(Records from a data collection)
********

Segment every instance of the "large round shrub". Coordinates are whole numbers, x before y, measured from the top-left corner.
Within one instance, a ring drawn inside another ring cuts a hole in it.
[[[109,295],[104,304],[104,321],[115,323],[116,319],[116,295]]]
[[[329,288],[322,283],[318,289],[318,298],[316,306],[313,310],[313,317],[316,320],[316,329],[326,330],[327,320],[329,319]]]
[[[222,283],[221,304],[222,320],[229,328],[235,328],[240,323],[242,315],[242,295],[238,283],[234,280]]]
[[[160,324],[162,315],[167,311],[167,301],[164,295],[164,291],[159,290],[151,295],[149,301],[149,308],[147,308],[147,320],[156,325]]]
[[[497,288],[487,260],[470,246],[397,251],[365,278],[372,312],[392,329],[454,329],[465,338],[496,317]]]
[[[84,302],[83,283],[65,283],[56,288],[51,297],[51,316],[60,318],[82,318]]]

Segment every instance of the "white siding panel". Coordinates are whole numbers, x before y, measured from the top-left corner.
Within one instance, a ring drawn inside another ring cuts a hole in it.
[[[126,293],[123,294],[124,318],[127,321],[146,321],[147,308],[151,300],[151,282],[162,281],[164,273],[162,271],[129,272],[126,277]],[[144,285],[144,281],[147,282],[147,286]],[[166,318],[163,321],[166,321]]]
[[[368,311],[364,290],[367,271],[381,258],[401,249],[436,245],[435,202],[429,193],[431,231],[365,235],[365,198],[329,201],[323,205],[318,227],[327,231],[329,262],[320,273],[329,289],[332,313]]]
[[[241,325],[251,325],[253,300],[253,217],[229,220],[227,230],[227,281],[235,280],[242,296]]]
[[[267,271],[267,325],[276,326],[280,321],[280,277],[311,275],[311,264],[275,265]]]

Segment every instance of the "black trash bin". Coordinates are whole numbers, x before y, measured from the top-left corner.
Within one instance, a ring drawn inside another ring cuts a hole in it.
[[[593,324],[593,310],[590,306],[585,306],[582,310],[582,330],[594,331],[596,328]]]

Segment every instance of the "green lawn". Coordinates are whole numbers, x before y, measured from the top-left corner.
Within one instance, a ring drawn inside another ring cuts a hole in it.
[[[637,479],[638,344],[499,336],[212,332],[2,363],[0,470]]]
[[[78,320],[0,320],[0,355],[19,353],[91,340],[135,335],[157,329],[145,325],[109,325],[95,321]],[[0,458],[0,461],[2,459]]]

********

EXERCISE DESCRIPTION:
Please set down all the data word for word.

EXPECTED OUTPUT:
Segment every instance of the "large round shrub". Coordinates are whole numbers, x before y, measured from the top-left corner.
Within one instance, a ring drawn inside another ring cuts a hole in it.
[[[109,295],[104,304],[104,321],[115,323],[116,319],[116,295]]]
[[[329,288],[322,283],[318,289],[318,298],[316,306],[313,310],[313,317],[316,320],[316,329],[326,330],[327,320],[329,319]]]
[[[222,283],[221,304],[222,320],[229,328],[235,328],[240,323],[242,315],[242,295],[238,283],[234,280]]]
[[[160,324],[162,315],[167,311],[167,301],[164,295],[164,291],[159,290],[151,295],[149,301],[149,308],[147,308],[147,320],[156,325]]]
[[[497,288],[487,260],[470,246],[397,251],[365,278],[372,312],[392,329],[454,329],[465,338],[496,317]]]
[[[84,302],[83,283],[65,283],[56,288],[51,297],[51,316],[60,318],[82,318]]]

Segment every instance of the "white siding panel". Coordinates are whole numbers, x before y, measured from the top-left corner.
Within one instance, a ring drawn inside another ring cuts a hole in it.
[[[126,293],[123,294],[124,318],[127,321],[146,321],[147,308],[151,300],[151,282],[162,281],[164,273],[162,271],[129,272],[126,277]],[[144,285],[144,281],[147,282],[147,286]],[[166,318],[163,321],[166,321]]]
[[[368,311],[364,290],[367,271],[381,258],[401,249],[436,245],[435,202],[429,193],[431,231],[365,235],[365,198],[329,201],[323,205],[318,227],[327,231],[329,262],[320,273],[329,289],[332,313]]]
[[[241,325],[251,325],[253,300],[253,217],[229,220],[227,230],[227,281],[235,280],[242,296]]]
[[[267,271],[267,325],[276,326],[280,321],[280,277],[311,275],[311,264],[275,265]]]

Segment every instance of the "black trash bin". Coordinates are whole numbers, x before y, measured from the top-left corner.
Within one instance, a ring drawn inside another ring cuts a hole in it.
[[[593,324],[593,310],[590,306],[585,306],[582,310],[582,330],[594,331],[596,328]]]

Segment every instance of the "green lawn". Coordinates are whole numbers, x before y, measured from the top-left corner.
Within one instance, a ring drawn inside another ring cuts a hole in it.
[[[637,479],[638,344],[499,336],[212,332],[2,363],[0,470]]]
[[[78,320],[0,320],[0,355],[19,353],[91,340],[135,335],[157,329],[145,325],[109,325],[95,321]],[[0,458],[0,461],[2,459]]]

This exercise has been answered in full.